┌─ Data extract
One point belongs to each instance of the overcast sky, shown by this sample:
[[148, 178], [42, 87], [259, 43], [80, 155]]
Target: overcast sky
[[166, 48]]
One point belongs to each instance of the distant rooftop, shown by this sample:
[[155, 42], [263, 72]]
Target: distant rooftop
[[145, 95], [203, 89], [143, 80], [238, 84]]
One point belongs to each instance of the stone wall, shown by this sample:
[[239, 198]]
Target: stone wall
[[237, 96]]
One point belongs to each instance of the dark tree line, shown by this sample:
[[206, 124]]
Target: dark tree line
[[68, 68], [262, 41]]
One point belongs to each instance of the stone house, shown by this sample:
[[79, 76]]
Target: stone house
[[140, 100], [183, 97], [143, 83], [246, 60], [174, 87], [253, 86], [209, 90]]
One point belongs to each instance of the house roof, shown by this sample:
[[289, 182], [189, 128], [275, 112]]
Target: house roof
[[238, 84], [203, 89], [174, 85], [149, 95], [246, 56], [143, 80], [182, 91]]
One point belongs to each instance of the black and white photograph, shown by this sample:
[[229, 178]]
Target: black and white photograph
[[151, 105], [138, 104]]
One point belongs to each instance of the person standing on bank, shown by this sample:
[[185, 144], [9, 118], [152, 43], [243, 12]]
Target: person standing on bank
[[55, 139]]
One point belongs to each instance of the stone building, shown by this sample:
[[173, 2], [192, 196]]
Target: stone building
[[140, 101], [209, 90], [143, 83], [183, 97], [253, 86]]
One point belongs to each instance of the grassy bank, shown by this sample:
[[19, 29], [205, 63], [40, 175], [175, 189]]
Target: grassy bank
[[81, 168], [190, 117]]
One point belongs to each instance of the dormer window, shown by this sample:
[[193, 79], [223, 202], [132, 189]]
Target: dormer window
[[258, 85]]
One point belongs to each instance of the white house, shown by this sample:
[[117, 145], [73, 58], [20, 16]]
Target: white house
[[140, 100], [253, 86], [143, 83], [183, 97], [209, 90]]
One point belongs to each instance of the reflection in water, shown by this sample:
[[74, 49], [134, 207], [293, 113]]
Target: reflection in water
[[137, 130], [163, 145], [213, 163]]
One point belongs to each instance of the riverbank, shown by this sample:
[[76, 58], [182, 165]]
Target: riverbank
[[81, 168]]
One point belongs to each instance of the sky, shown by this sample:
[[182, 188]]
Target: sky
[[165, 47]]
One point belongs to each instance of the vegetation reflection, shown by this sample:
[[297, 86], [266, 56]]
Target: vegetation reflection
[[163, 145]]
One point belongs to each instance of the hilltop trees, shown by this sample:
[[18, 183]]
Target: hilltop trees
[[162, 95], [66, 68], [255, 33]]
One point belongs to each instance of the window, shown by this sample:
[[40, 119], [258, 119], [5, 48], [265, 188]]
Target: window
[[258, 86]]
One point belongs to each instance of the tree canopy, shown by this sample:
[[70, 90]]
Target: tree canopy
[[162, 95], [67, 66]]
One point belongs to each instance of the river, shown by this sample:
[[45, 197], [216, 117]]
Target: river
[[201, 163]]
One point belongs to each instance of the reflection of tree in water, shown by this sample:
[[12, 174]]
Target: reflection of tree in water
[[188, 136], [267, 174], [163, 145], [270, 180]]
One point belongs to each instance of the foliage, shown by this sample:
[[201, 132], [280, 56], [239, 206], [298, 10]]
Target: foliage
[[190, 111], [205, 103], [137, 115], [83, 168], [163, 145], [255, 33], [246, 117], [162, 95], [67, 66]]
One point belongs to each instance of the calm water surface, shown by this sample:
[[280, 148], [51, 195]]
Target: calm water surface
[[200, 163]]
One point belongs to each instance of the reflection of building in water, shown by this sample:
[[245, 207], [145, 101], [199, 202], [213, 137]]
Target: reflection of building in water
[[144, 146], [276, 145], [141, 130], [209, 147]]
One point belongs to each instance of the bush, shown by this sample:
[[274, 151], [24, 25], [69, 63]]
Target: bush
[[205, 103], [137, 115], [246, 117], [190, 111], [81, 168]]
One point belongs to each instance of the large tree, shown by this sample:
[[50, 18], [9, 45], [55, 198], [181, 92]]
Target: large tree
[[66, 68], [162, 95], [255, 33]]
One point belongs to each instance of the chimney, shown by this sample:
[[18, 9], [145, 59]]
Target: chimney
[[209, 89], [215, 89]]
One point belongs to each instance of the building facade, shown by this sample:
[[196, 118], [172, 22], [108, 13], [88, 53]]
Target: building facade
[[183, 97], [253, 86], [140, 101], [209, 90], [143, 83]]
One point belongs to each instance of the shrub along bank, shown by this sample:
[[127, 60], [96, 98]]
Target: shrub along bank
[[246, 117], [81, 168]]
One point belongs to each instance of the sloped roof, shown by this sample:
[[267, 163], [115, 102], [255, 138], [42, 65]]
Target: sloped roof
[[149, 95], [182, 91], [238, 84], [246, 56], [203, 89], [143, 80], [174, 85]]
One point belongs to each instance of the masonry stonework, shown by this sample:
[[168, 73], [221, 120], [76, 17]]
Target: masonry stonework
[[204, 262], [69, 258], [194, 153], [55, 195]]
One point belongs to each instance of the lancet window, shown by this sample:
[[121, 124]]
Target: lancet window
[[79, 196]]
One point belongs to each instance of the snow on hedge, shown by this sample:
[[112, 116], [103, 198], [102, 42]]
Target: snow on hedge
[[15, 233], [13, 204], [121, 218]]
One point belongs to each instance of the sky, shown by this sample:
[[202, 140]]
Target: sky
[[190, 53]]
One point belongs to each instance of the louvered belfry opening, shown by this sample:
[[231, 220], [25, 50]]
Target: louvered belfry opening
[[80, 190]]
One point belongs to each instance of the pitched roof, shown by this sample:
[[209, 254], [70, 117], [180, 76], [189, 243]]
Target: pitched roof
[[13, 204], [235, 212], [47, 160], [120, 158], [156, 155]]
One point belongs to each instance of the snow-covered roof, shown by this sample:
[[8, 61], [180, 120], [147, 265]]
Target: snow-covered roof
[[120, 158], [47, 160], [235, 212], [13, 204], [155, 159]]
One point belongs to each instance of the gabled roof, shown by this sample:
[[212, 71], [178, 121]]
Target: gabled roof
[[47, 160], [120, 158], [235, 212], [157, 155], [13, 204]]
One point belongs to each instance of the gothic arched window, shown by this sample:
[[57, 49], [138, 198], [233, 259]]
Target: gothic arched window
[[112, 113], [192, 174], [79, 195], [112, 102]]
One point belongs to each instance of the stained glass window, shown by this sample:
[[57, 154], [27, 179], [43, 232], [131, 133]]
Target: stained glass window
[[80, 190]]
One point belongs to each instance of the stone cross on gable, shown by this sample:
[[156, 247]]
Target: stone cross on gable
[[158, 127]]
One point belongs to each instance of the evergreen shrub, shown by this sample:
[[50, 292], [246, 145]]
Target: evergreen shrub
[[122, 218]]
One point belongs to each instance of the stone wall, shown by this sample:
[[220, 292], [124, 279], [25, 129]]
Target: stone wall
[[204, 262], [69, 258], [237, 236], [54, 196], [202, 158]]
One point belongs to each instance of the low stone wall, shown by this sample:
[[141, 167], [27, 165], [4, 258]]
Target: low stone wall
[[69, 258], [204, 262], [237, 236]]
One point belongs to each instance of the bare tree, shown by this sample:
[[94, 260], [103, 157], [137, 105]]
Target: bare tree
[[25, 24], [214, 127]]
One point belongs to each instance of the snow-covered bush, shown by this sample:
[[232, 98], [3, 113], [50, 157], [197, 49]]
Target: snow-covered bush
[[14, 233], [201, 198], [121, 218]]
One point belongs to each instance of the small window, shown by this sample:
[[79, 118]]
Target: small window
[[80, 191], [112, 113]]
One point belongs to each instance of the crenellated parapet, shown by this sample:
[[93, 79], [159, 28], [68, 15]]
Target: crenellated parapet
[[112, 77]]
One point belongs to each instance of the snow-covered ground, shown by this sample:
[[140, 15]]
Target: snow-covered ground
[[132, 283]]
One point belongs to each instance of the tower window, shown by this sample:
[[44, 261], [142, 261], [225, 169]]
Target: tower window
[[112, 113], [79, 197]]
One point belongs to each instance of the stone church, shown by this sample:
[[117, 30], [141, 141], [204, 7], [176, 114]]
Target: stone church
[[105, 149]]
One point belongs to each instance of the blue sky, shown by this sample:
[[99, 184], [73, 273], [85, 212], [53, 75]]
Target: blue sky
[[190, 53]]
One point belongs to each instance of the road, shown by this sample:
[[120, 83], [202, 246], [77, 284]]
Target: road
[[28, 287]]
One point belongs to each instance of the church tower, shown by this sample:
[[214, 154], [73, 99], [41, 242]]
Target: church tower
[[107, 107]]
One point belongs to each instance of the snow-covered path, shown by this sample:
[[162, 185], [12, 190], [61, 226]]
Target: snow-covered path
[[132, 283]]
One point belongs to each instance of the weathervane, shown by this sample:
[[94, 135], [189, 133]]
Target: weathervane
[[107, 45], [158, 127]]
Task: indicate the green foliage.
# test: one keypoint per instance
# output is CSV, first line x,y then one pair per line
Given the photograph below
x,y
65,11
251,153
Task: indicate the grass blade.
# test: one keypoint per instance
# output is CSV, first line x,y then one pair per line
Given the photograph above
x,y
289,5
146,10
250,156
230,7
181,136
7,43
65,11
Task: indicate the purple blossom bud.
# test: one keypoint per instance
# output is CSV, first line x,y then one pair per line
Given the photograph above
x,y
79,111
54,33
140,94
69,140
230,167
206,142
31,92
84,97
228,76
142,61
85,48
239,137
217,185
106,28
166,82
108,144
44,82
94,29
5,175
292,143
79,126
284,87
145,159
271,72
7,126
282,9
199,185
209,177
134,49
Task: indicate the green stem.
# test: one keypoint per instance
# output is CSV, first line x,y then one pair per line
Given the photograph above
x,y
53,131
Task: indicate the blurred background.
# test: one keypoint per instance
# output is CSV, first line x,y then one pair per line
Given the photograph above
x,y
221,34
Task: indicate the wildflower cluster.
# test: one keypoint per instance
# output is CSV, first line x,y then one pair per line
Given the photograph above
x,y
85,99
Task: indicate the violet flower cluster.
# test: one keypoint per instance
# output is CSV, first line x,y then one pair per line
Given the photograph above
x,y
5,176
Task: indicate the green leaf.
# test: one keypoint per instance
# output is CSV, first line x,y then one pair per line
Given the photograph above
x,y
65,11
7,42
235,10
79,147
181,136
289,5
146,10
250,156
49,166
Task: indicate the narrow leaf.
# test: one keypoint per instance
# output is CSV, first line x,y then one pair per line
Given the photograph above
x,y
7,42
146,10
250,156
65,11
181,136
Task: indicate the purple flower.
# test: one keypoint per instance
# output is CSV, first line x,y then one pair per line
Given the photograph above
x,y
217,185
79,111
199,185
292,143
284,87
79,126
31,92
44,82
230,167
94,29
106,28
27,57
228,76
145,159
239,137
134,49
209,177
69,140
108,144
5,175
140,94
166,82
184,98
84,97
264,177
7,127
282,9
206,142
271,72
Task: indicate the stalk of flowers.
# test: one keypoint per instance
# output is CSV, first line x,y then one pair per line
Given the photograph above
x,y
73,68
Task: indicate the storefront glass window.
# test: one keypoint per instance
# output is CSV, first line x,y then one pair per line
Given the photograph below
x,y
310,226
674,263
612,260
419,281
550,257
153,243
└─
== Task description ==
Each line from the start of the records through the line holding "[[193, 79], [223, 202], [132, 189]]" must be returned exactly; nothing else belongs in the answer.

== Output for this task ==
One point belongs to each instance of the overcast sky, shown by this sample:
[[148, 178], [42, 87], [259, 43], [80, 155]]
Target: overcast sky
[[166, 48]]
One point belongs to each instance of the distant rooftop, shown by this sample:
[[155, 42], [263, 72]]
Target: distant rooftop
[[145, 95], [203, 89], [143, 80], [238, 84]]
One point belongs to each instance of the stone wall, shown by this sample:
[[239, 198]]
Target: stone wall
[[237, 96]]
One point belongs to each instance of the dark tree line, shown by this sample:
[[206, 124]]
Target: dark tree line
[[68, 68], [262, 41]]
One point belongs to each instance of the stone house, shown by this sample:
[[79, 76]]
Target: stone house
[[140, 100], [183, 97], [143, 83], [246, 60], [174, 87], [253, 86], [209, 90]]
One point belongs to each instance of the house roof, shown by this sample:
[[289, 182], [189, 128], [275, 112]]
Target: house roof
[[238, 84], [203, 89], [174, 85], [149, 95], [246, 56], [143, 80], [182, 91]]
One point belongs to each instance of the black and white photograph, shown by this sample:
[[229, 178]]
Target: black and white photograph
[[151, 105], [138, 104]]
One point belongs to each instance of the person standing on bank, shown by this sample:
[[185, 144], [9, 118], [152, 43], [243, 12]]
Target: person standing on bank
[[55, 139]]
One point belongs to each instance of the stone building, shown by this sample:
[[173, 2], [192, 196]]
Target: stone building
[[140, 101], [209, 90], [143, 83], [183, 97], [253, 86]]
One point belongs to each instance of the grassy bank, shown by this sample:
[[19, 29], [205, 63], [40, 175], [175, 189]]
Target: grassy bank
[[81, 168], [190, 117]]
One point belongs to each instance of the dormer window, shown by this sample:
[[193, 79], [223, 202], [132, 189]]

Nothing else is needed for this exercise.